*** Provided passage Section Begins ***

Surgical posttraumatic joint contracture model demonstrating intra-articular, yet extra-capsular, corticotomy of 5-mm × 5-mm and 2.0-mm Kirschner wire (K-wire) placement for joint immobilization.
Next, an incision was made approximately 3 cm distal to the tibial tubercle along the easily palpable subcutaneous border of the tibia. A transosseous 2.0-mm-diameter Kirschner wire (Zimmer Orthopaedic Solutions) was placed through the tibia and then bent posterior to the knee. The knee was flexed to 150°, and the Kirschner wire was contoured around both the tibia and the lateral aspect of the femur. The tibial end of the Kirschner wire was cut flush with the bone to ensure stable immobilization, while protecting the skin from irritation. Postoperatively, all animals were housed in individual cages and permitted to move freely (0.1-m3 cages), without restrictions postoperatively. Twice-daily animal assessments included evaluation of any substantially reduced eating, drinking, or movement. Each animal was killed 8 weeks following the day of surgery, in order to ensure a stable contracture.
Posttraumatic Joint Contracture Testing
The lower limbs were harvested and flexion contractures were measured using a custom rabbit-knee-gripping device15,17, with the axis of rotation centered on the femoral insertion of the medial collateral ligament. This device was attached to a hydraulic material-testing machine (MTS). A standardized torque of 0.2 Nm was applied to each limb to reach terminal extension for 5 cycles, and the contracture angle was calculated with reference to full extension, averaging the 5 cycles.
Immunohistochemistry (IHC) Analysis
The posterior knee joint capsules were harvested and used for quantification of myofibroblast and mast cell numbers with IHC, and estimation of α-SMA, type-I collagen (Col I), and tryptase levels using reverse transcription-polymerase chain reaction (RT-PCR) and Western blot gel electrophoresis, as has been previously described13-15. A double-labeling IHC methodology that has previously been described was used to quantify myofibroblast and mast cell numbers in joint capsule preparations13. The RT-PCR levels and western blot intensities were normalized to glyceraldehyde-3-phosphate dehydrogenase (GAPDH). Triple-label IHC combined with DAPI (4′,6-diamidino-2-phenylindole) nuclear labeling was also completed, and cell counts for myofibroblasts, mast cells, and substance P (SP)-containing cells were calculated as a percentage relative to the total cell count.

*** Provided passage Section Ends ***
*** Information supplied Section Begins ***

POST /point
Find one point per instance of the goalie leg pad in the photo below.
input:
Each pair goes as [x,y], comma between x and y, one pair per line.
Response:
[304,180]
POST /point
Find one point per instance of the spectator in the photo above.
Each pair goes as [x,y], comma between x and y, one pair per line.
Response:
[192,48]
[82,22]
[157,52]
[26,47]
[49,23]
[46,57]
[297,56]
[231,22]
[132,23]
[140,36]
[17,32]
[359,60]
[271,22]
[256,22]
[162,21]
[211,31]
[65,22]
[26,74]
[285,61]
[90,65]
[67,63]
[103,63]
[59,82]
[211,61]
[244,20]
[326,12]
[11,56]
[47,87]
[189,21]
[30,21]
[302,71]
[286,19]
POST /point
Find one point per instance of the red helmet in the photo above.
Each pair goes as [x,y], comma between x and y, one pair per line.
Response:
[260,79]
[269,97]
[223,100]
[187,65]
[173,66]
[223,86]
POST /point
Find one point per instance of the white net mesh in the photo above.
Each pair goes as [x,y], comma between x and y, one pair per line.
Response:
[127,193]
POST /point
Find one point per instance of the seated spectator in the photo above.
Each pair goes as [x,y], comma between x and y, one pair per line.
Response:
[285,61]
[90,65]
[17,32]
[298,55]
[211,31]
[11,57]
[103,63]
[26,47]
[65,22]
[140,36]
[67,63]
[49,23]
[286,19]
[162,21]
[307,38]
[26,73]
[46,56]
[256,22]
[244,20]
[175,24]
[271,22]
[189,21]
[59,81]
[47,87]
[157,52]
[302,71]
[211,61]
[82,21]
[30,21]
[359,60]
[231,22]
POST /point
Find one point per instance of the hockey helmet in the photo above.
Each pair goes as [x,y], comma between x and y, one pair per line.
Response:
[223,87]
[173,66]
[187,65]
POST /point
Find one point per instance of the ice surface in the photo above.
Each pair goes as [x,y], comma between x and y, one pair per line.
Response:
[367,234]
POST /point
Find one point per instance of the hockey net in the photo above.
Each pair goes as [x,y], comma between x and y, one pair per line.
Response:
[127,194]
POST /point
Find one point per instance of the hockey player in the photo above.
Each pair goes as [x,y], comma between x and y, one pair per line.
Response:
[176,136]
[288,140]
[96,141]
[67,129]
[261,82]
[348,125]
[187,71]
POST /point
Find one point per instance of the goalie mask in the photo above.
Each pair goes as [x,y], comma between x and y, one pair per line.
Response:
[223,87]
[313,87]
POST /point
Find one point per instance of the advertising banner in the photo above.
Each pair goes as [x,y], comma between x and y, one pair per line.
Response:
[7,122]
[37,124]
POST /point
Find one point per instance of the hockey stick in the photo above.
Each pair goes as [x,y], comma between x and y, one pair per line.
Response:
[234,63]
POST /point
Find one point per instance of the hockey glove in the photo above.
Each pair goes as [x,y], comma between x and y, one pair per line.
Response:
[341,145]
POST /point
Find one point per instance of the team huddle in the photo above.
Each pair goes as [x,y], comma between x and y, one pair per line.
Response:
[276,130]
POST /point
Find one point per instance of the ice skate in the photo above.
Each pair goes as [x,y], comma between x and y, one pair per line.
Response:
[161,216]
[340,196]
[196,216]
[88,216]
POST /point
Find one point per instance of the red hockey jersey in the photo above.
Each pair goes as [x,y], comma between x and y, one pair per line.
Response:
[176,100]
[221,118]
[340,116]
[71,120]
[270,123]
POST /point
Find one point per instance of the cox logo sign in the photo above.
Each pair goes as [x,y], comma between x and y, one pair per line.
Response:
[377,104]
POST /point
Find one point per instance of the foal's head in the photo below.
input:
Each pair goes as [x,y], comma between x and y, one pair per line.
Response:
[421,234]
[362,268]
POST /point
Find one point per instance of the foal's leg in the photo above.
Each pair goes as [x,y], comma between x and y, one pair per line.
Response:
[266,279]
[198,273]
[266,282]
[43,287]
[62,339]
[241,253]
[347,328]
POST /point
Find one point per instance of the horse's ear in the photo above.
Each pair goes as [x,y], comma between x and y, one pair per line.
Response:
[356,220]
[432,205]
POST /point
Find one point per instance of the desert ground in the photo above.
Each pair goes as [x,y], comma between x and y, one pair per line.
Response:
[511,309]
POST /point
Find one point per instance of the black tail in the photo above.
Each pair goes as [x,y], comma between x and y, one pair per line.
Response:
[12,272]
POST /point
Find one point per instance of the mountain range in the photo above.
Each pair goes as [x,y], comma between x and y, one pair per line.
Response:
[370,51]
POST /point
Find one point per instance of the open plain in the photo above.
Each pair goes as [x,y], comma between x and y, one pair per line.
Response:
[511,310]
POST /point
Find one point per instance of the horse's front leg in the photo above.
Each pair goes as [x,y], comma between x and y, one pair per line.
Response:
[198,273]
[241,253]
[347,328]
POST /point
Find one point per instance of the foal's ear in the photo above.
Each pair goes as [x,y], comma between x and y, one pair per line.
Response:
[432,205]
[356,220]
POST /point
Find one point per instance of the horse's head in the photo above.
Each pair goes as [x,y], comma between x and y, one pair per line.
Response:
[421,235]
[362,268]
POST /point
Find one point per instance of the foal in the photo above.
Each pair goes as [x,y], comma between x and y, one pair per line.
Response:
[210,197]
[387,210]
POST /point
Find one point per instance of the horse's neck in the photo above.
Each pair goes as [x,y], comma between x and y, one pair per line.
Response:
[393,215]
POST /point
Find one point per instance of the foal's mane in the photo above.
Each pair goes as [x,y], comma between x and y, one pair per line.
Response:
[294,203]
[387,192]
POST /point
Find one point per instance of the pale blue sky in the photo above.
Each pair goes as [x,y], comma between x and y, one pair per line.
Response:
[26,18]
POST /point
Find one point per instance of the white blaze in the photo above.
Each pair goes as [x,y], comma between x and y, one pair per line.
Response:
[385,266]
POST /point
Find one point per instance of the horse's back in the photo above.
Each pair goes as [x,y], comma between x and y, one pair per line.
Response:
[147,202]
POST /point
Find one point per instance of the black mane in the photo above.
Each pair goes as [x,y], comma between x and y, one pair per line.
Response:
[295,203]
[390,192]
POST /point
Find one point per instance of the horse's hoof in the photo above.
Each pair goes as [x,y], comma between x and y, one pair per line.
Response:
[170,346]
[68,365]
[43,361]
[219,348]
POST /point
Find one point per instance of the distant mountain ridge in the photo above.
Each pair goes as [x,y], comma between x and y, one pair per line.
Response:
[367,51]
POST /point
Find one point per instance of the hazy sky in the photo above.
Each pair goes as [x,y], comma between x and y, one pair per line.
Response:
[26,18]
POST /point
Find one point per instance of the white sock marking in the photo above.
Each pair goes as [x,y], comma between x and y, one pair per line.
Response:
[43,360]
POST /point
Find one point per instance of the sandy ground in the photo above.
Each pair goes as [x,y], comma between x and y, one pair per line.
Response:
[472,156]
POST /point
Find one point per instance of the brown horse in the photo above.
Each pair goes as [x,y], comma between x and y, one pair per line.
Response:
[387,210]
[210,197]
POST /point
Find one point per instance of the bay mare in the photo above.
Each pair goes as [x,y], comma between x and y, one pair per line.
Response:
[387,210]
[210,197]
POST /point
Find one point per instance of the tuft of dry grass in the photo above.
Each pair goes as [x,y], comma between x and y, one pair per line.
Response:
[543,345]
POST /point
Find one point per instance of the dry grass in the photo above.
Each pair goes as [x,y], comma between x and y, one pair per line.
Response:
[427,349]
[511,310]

*** Information supplied Section Ends ***

Problem details
In the passage on the joint contracture model, what standardized torque was applied to each limb to reach terminal extension?

Solution for this exercise
A torque of 0.2 Nm was applied.